### PAGE TEXT
Judge Alba granted Enrich’s motion. Subsequently, on March 29, 1999, Judge

Alba ordered Welles to join the action within twenty days as an indispensable

party plaintiff. The order further provided that if Welles failed to join, it would

be “precluded from thereafter asserting any cause of action against Enrich arising

out of any transaction or occurrence alleged in the Complaint filed herein.”

Welles failed to join the action.

      Enrich then filed a motion to dismiss for lack of subject matter jurisdiction,

asserting that Michelson had no standing to pursue the instant action. Enrich

asserted that, based upon Michelson’s deposition testimony and upon the content

of Michelson and Welles’s tax returns, Michelson had assigned his interest in the

Enrich distributorship to Welles. Finding that there “was an agreement that all

income from Enrich belonged to Welles[,] Inc.” and that “Welles, Inc., is the true

party in interest and Mr. Michelson does not have standing to bring this action,”

the district court granted Enrich’s motion to dismiss for lack of subject matter

jurisdiction.

                                          -3-
      The district court certified its order dismissing Michelson’s complaint for

lack of standing for immediate interlocutory appeal pursuant to 28 U.S.C.            §

1292(b). This Court granted Michelson’s petition for permission to appeal,

providing that the issues for appeal shall be: “(a) whether Welles, Inc., is the true

party in interest; and (b) whether Mr. Michelson has standing to bring this

action.”

                                            II.

      We review de novo the district court’s dismissal for lack of subject matter

jurisdiction pursuant to Fed. R. Civ. P. 12(b)(1). Holt v. United States, 46 F.3d

1000, 1002-03 (10 th Cir. 1995). We review the district court’s findings of

jurisdictional facts for clear error. Id.

      In its motion to dismiss, Enrich challenged the existence of subject matter

jurisdiction based upon facts developed through discovery. Enrich did not mount

a challenge to jurisdiction based upon the face of Michelson’s complaint.

Therefore, the district court considered materials outside the pleadings and made

factual findings when granting the motion to dismiss.

      Where the resolution of the jurisdictional question is not intertwined with

the merits of plaintiff’s case, a district court may consider evidence outside the

pleadings and resolve factual disputes without converting a Rule 12(b)(1) motion

into a Rule 56 motion. Wheeler v. Hurdman, 825 F.2d 257, 259 n.5 (10 th Cir.

[Collected data entries]
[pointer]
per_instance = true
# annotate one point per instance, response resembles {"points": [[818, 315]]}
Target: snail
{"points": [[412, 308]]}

### YOUR INSTRUCTIONS
According to the court opinion excerpt, within how many days was Welles ordered to join the action as an indispensable party plaintiff?

### RESPONSE TO THIS EXERCISE
Within twenty days.